Problem to solve> Below is some data. Retype exactly the lines starting at the one with "Highlight wooden platform." and ending at the one with "Highlight shirt epaulette.".

[Phrase grounding data]
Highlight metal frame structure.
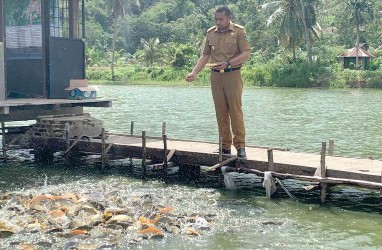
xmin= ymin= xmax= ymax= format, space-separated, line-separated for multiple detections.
xmin=0 ymin=0 xmax=111 ymax=123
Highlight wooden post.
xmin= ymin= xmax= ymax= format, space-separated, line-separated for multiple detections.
xmin=162 ymin=134 xmax=168 ymax=178
xmin=218 ymin=136 xmax=223 ymax=186
xmin=328 ymin=139 xmax=334 ymax=156
xmin=267 ymin=148 xmax=275 ymax=171
xmin=130 ymin=121 xmax=134 ymax=135
xmin=101 ymin=128 xmax=106 ymax=168
xmin=1 ymin=122 xmax=6 ymax=161
xmin=320 ymin=142 xmax=327 ymax=203
xmin=64 ymin=123 xmax=70 ymax=149
xmin=162 ymin=122 xmax=166 ymax=137
xmin=142 ymin=131 xmax=147 ymax=178
xmin=219 ymin=137 xmax=223 ymax=163
xmin=129 ymin=121 xmax=134 ymax=170
xmin=380 ymin=171 xmax=382 ymax=212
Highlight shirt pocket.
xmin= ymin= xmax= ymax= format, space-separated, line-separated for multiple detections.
xmin=209 ymin=38 xmax=218 ymax=46
xmin=225 ymin=36 xmax=237 ymax=44
xmin=224 ymin=36 xmax=238 ymax=52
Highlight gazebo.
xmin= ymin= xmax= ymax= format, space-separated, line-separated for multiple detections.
xmin=338 ymin=46 xmax=374 ymax=70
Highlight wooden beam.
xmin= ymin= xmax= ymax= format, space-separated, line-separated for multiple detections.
xmin=208 ymin=156 xmax=238 ymax=172
xmin=166 ymin=149 xmax=176 ymax=162
xmin=64 ymin=137 xmax=81 ymax=155
xmin=224 ymin=167 xmax=382 ymax=189
xmin=104 ymin=143 xmax=113 ymax=155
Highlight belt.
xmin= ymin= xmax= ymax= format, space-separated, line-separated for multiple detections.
xmin=211 ymin=67 xmax=241 ymax=73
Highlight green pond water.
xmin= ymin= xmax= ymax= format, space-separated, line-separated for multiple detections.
xmin=1 ymin=86 xmax=382 ymax=249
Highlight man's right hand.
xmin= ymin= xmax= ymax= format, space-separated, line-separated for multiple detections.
xmin=186 ymin=73 xmax=196 ymax=82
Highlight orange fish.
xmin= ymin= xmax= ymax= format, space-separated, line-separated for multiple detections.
xmin=49 ymin=209 xmax=65 ymax=218
xmin=158 ymin=206 xmax=173 ymax=214
xmin=64 ymin=193 xmax=78 ymax=203
xmin=150 ymin=214 xmax=161 ymax=224
xmin=69 ymin=229 xmax=88 ymax=235
xmin=20 ymin=244 xmax=34 ymax=250
xmin=28 ymin=194 xmax=52 ymax=208
xmin=140 ymin=227 xmax=164 ymax=235
xmin=139 ymin=216 xmax=153 ymax=225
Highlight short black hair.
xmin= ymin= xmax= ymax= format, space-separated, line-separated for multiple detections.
xmin=216 ymin=6 xmax=232 ymax=17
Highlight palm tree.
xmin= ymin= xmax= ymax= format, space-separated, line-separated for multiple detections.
xmin=262 ymin=0 xmax=319 ymax=62
xmin=345 ymin=0 xmax=374 ymax=68
xmin=108 ymin=0 xmax=140 ymax=81
xmin=139 ymin=38 xmax=163 ymax=66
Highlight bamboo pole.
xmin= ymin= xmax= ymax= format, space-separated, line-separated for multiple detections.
xmin=101 ymin=128 xmax=106 ymax=168
xmin=142 ymin=131 xmax=147 ymax=178
xmin=267 ymin=148 xmax=275 ymax=171
xmin=1 ymin=122 xmax=6 ymax=161
xmin=328 ymin=139 xmax=334 ymax=156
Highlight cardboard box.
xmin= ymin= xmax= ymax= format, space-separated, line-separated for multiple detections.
xmin=65 ymin=79 xmax=98 ymax=100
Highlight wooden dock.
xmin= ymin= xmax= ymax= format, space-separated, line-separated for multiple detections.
xmin=31 ymin=132 xmax=382 ymax=190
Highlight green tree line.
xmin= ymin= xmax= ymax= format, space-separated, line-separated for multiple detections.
xmin=85 ymin=0 xmax=382 ymax=88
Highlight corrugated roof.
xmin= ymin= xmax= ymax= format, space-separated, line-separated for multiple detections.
xmin=338 ymin=47 xmax=374 ymax=58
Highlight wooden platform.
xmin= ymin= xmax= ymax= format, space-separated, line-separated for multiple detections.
xmin=0 ymin=98 xmax=111 ymax=122
xmin=33 ymin=133 xmax=382 ymax=185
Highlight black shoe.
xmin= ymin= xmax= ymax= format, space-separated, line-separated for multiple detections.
xmin=214 ymin=148 xmax=231 ymax=155
xmin=222 ymin=149 xmax=231 ymax=155
xmin=237 ymin=148 xmax=246 ymax=159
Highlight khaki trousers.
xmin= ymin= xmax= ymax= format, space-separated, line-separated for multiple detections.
xmin=210 ymin=70 xmax=245 ymax=150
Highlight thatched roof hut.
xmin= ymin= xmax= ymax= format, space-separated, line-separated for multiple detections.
xmin=338 ymin=46 xmax=374 ymax=70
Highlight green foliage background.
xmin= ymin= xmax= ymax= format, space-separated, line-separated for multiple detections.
xmin=84 ymin=0 xmax=382 ymax=88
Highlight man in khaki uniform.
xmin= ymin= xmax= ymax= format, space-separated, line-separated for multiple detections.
xmin=186 ymin=6 xmax=250 ymax=158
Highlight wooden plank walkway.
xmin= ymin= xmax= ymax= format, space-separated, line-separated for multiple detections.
xmin=102 ymin=134 xmax=382 ymax=183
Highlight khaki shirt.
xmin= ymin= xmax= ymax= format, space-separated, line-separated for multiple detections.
xmin=202 ymin=22 xmax=250 ymax=66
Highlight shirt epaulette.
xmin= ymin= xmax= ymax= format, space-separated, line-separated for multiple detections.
xmin=233 ymin=23 xmax=244 ymax=29
xmin=207 ymin=26 xmax=216 ymax=33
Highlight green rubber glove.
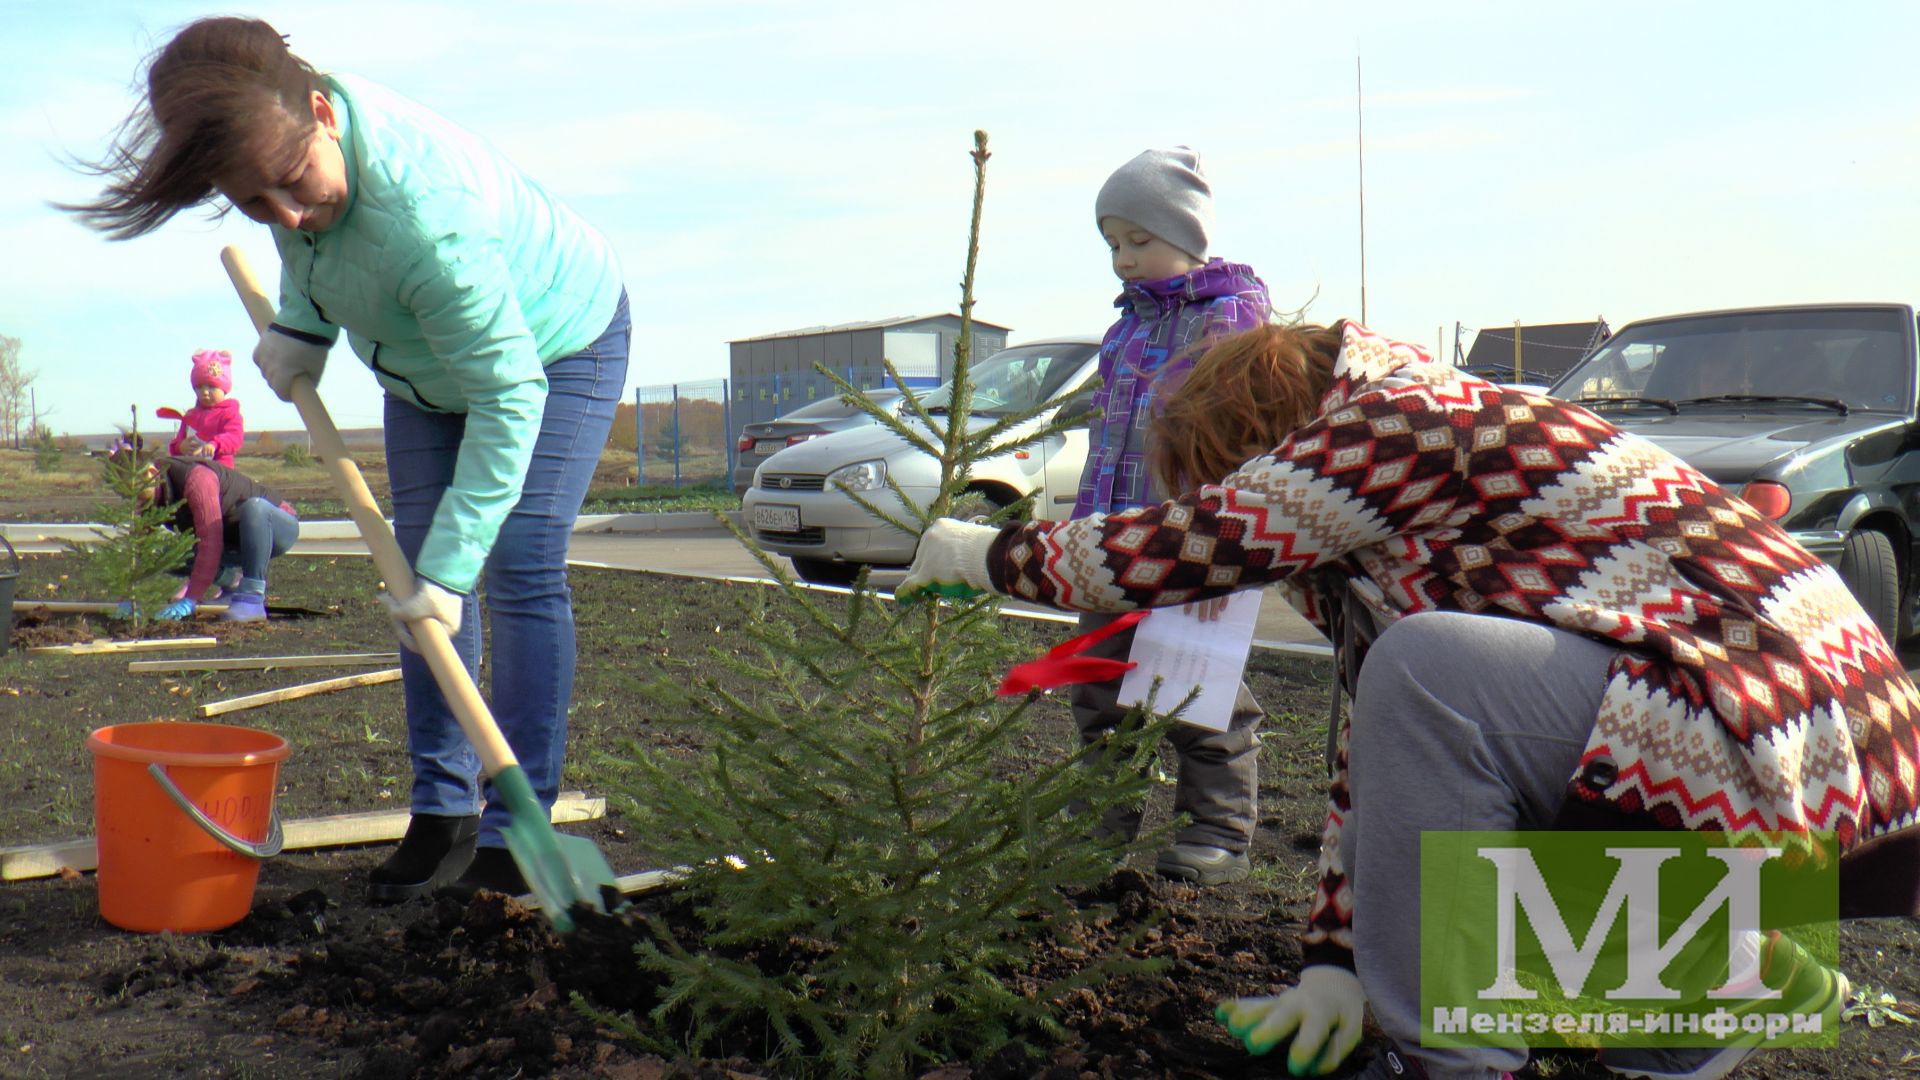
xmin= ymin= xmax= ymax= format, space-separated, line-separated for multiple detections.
xmin=155 ymin=598 xmax=198 ymax=622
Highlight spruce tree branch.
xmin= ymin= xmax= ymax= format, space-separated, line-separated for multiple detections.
xmin=835 ymin=473 xmax=925 ymax=539
xmin=963 ymin=395 xmax=1101 ymax=461
xmin=818 ymin=359 xmax=945 ymax=460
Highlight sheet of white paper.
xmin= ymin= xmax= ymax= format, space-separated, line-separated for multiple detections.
xmin=1116 ymin=591 xmax=1264 ymax=731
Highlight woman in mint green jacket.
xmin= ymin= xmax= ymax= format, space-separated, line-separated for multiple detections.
xmin=71 ymin=16 xmax=630 ymax=903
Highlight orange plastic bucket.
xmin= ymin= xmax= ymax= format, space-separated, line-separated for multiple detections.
xmin=86 ymin=722 xmax=290 ymax=932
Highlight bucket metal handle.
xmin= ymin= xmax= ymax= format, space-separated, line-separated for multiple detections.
xmin=145 ymin=762 xmax=284 ymax=859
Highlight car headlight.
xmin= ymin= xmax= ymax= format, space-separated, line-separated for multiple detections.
xmin=827 ymin=458 xmax=888 ymax=492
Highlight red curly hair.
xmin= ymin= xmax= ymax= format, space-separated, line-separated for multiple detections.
xmin=1149 ymin=322 xmax=1344 ymax=492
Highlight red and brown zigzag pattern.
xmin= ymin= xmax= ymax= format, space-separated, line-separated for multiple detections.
xmin=990 ymin=323 xmax=1920 ymax=967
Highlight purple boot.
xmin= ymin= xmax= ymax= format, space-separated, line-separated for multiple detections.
xmin=220 ymin=581 xmax=268 ymax=622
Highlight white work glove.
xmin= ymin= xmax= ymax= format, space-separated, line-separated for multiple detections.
xmin=895 ymin=518 xmax=1000 ymax=604
xmin=252 ymin=326 xmax=329 ymax=402
xmin=378 ymin=576 xmax=463 ymax=652
xmin=1215 ymin=965 xmax=1366 ymax=1075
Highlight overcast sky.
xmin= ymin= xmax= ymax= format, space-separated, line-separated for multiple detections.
xmin=4 ymin=0 xmax=1918 ymax=435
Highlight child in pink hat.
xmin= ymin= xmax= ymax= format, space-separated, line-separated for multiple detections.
xmin=168 ymin=349 xmax=246 ymax=467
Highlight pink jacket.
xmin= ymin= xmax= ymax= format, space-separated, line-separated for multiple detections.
xmin=169 ymin=397 xmax=246 ymax=467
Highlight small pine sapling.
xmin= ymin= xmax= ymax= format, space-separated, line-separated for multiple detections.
xmin=595 ymin=132 xmax=1175 ymax=1079
xmin=66 ymin=412 xmax=197 ymax=624
xmin=31 ymin=426 xmax=62 ymax=473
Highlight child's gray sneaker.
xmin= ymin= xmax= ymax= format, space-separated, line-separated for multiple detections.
xmin=1600 ymin=931 xmax=1848 ymax=1080
xmin=1154 ymin=843 xmax=1249 ymax=885
xmin=1353 ymin=1038 xmax=1517 ymax=1079
xmin=1601 ymin=1046 xmax=1756 ymax=1080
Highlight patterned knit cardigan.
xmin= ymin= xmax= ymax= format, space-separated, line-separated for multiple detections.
xmin=987 ymin=322 xmax=1920 ymax=969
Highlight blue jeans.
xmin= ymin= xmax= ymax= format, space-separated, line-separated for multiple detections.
xmin=385 ymin=295 xmax=630 ymax=846
xmin=230 ymin=498 xmax=299 ymax=589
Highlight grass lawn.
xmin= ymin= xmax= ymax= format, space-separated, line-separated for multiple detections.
xmin=0 ymin=446 xmax=738 ymax=522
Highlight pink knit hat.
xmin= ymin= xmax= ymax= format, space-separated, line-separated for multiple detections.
xmin=191 ymin=349 xmax=233 ymax=393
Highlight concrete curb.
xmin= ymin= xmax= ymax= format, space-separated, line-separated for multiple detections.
xmin=5 ymin=515 xmax=1338 ymax=659
xmin=1 ymin=520 xmax=375 ymax=543
xmin=1 ymin=510 xmax=740 ymax=545
xmin=561 ymin=562 xmax=1337 ymax=659
xmin=576 ymin=510 xmax=742 ymax=534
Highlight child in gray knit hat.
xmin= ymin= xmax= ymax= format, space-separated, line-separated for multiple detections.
xmin=1095 ymin=145 xmax=1215 ymax=269
xmin=1071 ymin=146 xmax=1276 ymax=887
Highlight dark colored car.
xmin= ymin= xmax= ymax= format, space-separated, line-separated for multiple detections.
xmin=730 ymin=390 xmax=906 ymax=495
xmin=1549 ymin=303 xmax=1919 ymax=641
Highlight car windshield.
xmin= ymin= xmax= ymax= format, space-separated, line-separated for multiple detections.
xmin=1552 ymin=308 xmax=1913 ymax=413
xmin=913 ymin=343 xmax=1098 ymax=418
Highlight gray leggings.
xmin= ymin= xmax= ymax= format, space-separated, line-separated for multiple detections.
xmin=1348 ymin=611 xmax=1618 ymax=1079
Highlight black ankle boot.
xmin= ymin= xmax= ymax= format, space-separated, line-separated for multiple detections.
xmin=435 ymin=846 xmax=528 ymax=902
xmin=368 ymin=813 xmax=479 ymax=903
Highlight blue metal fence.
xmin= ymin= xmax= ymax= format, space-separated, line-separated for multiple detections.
xmin=634 ymin=378 xmax=730 ymax=487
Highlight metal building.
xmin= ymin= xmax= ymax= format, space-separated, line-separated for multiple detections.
xmin=1461 ymin=319 xmax=1610 ymax=386
xmin=728 ymin=313 xmax=1012 ymax=430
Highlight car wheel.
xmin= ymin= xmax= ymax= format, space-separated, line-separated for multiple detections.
xmin=790 ymin=557 xmax=864 ymax=586
xmin=1837 ymin=528 xmax=1900 ymax=643
xmin=948 ymin=489 xmax=1027 ymax=525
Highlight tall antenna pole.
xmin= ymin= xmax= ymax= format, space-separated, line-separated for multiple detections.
xmin=1356 ymin=55 xmax=1368 ymax=326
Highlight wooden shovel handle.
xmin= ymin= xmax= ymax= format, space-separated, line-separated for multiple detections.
xmin=219 ymin=245 xmax=518 ymax=776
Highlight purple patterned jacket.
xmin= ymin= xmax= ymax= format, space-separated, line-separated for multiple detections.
xmin=1071 ymin=259 xmax=1273 ymax=518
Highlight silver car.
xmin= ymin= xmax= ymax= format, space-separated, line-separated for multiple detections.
xmin=730 ymin=390 xmax=906 ymax=495
xmin=741 ymin=338 xmax=1101 ymax=584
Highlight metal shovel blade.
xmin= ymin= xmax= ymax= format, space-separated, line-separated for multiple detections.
xmin=493 ymin=766 xmax=622 ymax=932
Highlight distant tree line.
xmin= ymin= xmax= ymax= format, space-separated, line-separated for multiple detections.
xmin=0 ymin=333 xmax=47 ymax=449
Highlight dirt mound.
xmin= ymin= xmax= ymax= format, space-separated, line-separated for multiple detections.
xmin=7 ymin=608 xmax=287 ymax=650
xmin=71 ymin=868 xmax=1312 ymax=1080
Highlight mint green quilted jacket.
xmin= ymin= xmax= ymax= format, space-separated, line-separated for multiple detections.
xmin=270 ymin=74 xmax=621 ymax=591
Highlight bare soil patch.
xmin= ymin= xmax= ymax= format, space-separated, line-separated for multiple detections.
xmin=1 ymin=555 xmax=1914 ymax=1078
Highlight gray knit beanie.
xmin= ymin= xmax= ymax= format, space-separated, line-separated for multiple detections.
xmin=1094 ymin=146 xmax=1213 ymax=261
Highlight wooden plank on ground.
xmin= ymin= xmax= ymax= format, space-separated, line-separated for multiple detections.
xmin=1 ymin=792 xmax=605 ymax=881
xmin=28 ymin=637 xmax=219 ymax=656
xmin=511 ymin=867 xmax=681 ymax=909
xmin=15 ymin=600 xmax=333 ymax=619
xmin=130 ymin=651 xmax=399 ymax=674
xmin=197 ymin=668 xmax=402 ymax=718
xmin=12 ymin=601 xmax=122 ymax=615
xmin=280 ymin=791 xmax=605 ymax=849
xmin=613 ymin=869 xmax=681 ymax=896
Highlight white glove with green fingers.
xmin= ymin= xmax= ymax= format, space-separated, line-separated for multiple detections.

Result of the task>
Highlight wooden platform.
xmin= ymin= xmax= ymax= format, space-separated, line-separated for multiple detections.
xmin=0 ymin=98 xmax=111 ymax=122
xmin=33 ymin=133 xmax=382 ymax=185
Highlight black shoe.
xmin= ymin= xmax= ymax= format, space-separated, line-separated for multiple detections.
xmin=214 ymin=148 xmax=231 ymax=155
xmin=222 ymin=149 xmax=231 ymax=155
xmin=237 ymin=148 xmax=246 ymax=159
Highlight khaki trousers.
xmin= ymin= xmax= ymax= format, space-separated, line-separated for multiple detections.
xmin=210 ymin=70 xmax=245 ymax=150
Highlight thatched roof hut.
xmin= ymin= xmax= ymax= format, space-separated, line-separated for multiple detections.
xmin=338 ymin=46 xmax=374 ymax=70
Highlight green foliage background.
xmin= ymin= xmax= ymax= format, space-separated, line-separated for multiple detections.
xmin=84 ymin=0 xmax=382 ymax=88
Highlight man in khaki uniform.
xmin= ymin= xmax= ymax= format, space-separated, line-separated for multiple detections.
xmin=186 ymin=6 xmax=250 ymax=158
Highlight wooden plank walkway.
xmin= ymin= xmax= ymax= format, space-separated, line-separated for multiple detections.
xmin=102 ymin=134 xmax=382 ymax=183
Highlight khaki shirt.
xmin= ymin= xmax= ymax= format, space-separated, line-separated for multiple detections.
xmin=202 ymin=22 xmax=250 ymax=66
Highlight shirt epaulette.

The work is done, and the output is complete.